* _PROVIDED PASSAGE_:
============================================================
While it is still hard to tell how the coronavirus will impact us in the long term, it has become a subject that is impossible to ignore. While some are advocating that we prepare to be quarantined, potentially for months, others are saying the virus is nothing more than a common cold. The World Health Organization takes a more middle-of-the-road approach, advising that we take precautions without becoming alarmed.
As the coronavirus has progressed, there has been an increase in people contacting our office to ensure that their affairs are in order. While now is a good time to ensure your estate planning documents such as your will, living trust, power of attorney, and advance health care directive are in place and up-to-date but remember it is always a good time to make sure this important task is completed.
We are always at risk of becoming incapacitated or deceased — even when there is not the coronavirus seemingly taking over the world by infecting and killing thousands of people. Did you know that the World Health Organization estimates that 290,000 to 650,000 people die annually from the flu? Or that 1.25 million people die in car accidents every year with an average of 3,287 deaths per day? An estimated 37,000 people die from car accidents in the United States alone each year. The numbers make it clear that we are always at risk of incapacity or death.
============================================================
* _PROBLEM SET_:
- a) Name every estate planning document the estate planning passage mentions.
- b) Extract from the estate planning passage everything from "As the coronavirus" down to "task is completed.".
The items that follow were taken from a different source.

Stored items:
============================================================
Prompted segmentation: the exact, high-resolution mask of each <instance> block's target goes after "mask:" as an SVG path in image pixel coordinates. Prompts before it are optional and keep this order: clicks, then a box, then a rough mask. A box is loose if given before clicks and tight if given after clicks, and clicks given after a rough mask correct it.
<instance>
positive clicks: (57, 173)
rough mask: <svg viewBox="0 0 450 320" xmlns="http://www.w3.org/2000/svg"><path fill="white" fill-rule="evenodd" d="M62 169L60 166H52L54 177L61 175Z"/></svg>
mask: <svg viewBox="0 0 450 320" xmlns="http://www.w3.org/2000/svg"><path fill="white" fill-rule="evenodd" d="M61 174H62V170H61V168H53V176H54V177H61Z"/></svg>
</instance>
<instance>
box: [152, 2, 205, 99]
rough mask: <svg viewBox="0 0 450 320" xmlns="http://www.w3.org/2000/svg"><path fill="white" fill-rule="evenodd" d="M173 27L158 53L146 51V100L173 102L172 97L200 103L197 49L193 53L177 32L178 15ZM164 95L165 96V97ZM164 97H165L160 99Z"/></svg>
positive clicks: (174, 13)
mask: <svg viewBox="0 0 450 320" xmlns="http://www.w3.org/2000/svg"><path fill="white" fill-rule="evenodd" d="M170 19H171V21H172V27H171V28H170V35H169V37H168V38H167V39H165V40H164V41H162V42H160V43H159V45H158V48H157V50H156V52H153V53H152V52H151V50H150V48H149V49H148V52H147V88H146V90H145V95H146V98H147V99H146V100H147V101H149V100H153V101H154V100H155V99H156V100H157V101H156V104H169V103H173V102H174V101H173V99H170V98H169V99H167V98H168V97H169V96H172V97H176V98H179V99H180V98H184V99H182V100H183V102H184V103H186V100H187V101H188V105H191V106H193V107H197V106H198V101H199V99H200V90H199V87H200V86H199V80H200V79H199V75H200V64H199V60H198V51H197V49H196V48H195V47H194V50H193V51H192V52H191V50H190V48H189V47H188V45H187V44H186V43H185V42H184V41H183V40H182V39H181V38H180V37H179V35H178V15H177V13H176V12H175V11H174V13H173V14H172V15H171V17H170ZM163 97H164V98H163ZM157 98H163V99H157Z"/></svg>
============================================================
* _TASK-BY-TASK ANSWERS_:
- a) will, living trust, power of attorney, advance health care directive

- b)
As the coronavirus has progressed, there has been an increase in people contacting our office to ensure that their affairs are in order. While now is a good time to ensure your estate planning documents such as your will, living trust, power of attorney, and advance health care directive are in place and up-to-date but remember it is always a good time to make sure this important task is completed.